=== Material to process ===

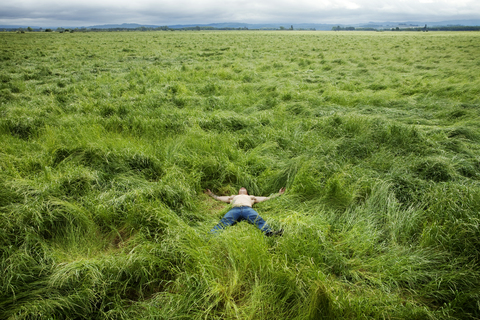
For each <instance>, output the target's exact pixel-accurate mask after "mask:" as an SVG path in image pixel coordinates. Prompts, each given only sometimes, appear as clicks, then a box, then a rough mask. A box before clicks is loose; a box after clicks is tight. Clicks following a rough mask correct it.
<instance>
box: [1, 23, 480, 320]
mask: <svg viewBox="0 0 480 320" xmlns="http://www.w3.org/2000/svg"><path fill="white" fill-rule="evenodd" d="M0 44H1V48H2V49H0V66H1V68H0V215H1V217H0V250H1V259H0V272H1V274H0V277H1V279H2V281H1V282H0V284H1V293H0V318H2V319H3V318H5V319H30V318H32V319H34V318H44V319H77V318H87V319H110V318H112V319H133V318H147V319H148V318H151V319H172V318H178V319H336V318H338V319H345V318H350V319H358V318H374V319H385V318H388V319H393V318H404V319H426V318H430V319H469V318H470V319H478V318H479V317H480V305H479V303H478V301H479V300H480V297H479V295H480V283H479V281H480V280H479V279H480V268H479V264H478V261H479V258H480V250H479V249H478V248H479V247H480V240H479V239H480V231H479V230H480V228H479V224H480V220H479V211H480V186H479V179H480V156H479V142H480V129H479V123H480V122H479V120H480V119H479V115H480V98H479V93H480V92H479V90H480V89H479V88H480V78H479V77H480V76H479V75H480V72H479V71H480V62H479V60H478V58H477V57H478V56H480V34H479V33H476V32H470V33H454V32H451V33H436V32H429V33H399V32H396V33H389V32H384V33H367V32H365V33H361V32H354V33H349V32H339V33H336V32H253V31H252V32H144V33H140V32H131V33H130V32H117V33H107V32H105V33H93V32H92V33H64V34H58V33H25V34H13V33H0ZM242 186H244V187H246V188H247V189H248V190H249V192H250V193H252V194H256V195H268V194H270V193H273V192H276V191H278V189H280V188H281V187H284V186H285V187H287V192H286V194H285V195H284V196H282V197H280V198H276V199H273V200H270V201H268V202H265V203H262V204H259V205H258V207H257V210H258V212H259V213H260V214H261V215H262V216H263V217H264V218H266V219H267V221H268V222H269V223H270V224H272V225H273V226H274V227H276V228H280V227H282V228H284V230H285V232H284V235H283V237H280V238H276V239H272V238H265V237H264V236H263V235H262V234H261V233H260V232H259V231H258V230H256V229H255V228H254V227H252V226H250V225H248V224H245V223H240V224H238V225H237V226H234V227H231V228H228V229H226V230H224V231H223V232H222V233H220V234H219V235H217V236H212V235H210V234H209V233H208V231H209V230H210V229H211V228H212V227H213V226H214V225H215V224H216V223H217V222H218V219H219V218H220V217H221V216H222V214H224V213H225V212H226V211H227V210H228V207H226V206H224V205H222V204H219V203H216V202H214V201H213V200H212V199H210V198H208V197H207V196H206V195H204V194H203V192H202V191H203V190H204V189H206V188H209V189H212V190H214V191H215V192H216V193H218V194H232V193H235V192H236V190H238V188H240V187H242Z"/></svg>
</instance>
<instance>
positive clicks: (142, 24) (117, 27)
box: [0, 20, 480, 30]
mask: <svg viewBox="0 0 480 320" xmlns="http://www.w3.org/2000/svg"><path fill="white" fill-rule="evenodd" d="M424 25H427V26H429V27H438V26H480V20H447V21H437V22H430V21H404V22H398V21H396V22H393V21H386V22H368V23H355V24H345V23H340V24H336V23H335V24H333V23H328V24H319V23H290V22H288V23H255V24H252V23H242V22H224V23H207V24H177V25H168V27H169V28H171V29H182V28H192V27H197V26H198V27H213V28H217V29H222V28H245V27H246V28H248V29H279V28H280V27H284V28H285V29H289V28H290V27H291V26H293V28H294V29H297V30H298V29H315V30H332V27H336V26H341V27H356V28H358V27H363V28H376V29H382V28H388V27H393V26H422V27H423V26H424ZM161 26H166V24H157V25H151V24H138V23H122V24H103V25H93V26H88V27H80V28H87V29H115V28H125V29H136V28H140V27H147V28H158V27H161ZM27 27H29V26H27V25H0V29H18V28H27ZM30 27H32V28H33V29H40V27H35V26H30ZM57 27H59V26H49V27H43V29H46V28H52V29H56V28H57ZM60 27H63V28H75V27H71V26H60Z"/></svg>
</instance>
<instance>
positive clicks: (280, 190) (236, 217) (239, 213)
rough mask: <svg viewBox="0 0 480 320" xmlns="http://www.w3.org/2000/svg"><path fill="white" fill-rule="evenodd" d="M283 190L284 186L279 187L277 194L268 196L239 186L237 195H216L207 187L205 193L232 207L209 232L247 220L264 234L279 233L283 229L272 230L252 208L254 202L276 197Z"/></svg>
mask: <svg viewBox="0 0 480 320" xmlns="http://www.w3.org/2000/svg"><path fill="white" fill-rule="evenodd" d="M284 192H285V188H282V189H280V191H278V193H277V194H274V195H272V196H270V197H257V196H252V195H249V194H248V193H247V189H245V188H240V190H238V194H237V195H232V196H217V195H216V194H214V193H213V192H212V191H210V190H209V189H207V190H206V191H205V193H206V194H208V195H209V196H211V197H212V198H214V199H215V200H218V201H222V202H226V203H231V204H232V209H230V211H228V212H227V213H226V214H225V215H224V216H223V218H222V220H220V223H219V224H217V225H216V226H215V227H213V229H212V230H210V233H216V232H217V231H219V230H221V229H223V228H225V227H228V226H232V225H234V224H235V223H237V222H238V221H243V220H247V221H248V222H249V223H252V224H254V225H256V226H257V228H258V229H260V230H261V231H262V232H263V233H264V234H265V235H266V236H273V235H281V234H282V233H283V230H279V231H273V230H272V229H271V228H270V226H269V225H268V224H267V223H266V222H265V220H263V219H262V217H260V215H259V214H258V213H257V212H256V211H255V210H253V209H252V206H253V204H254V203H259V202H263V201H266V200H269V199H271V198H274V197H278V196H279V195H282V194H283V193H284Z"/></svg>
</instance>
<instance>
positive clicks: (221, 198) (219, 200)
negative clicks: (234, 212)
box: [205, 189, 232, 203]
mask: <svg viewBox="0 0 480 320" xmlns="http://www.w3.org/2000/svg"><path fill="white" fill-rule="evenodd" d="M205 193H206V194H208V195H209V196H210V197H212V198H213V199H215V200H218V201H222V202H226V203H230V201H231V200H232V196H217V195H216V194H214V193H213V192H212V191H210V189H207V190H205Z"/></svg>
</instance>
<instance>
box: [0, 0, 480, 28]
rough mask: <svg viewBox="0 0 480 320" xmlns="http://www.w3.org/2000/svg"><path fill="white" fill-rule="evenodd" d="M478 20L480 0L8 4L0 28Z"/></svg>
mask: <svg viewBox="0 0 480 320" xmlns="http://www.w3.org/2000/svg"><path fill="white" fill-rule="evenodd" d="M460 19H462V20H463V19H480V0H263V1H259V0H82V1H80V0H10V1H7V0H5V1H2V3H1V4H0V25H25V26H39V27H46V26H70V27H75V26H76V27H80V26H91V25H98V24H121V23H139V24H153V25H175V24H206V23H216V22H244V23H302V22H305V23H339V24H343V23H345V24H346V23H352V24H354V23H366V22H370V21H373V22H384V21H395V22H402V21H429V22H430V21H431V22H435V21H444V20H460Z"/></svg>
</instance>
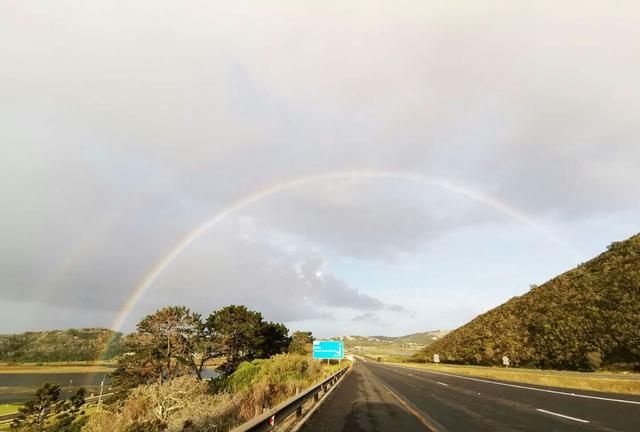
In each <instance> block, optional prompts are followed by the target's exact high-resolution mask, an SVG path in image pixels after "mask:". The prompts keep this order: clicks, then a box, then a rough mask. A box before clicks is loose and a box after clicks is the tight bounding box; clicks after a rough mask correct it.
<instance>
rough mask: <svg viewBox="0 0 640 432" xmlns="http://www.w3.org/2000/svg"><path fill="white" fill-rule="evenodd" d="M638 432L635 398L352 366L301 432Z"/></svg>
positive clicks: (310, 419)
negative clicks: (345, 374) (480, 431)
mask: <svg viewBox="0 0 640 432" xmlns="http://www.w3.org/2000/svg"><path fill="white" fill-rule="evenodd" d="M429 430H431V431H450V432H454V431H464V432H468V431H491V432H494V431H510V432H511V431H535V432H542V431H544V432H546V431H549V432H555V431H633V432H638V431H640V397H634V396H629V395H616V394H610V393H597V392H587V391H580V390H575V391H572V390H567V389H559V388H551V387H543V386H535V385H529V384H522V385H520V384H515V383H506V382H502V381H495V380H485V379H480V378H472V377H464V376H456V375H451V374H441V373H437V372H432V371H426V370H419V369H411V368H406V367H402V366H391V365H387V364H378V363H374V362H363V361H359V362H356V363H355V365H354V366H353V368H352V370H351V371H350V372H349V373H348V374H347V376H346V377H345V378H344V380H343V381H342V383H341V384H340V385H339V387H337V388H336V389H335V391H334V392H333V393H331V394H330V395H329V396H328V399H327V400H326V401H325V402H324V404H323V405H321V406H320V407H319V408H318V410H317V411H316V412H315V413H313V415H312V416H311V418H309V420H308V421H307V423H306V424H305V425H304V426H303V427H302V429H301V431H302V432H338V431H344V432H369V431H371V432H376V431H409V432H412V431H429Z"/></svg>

===

Work item:
Update everything from the start of the records down through the line containing "box: [1, 23, 480, 320]" by replacing "rough mask" with "coarse mask" and leaving the rest unchanged. Leave the pictures out of the answer.

Reply to the task:
For each <instance>, output the target's exact pixel-accurate mask after "mask:" as an SVG path in image pixel coordinates. Prompts, each given only sometimes, appear as clicks, then a box, then a coarse mask. A box before clicks is loose; a box after clicks is tight. Clicks following a coarse mask correct it.
<instance>
box: [1, 23, 480, 320]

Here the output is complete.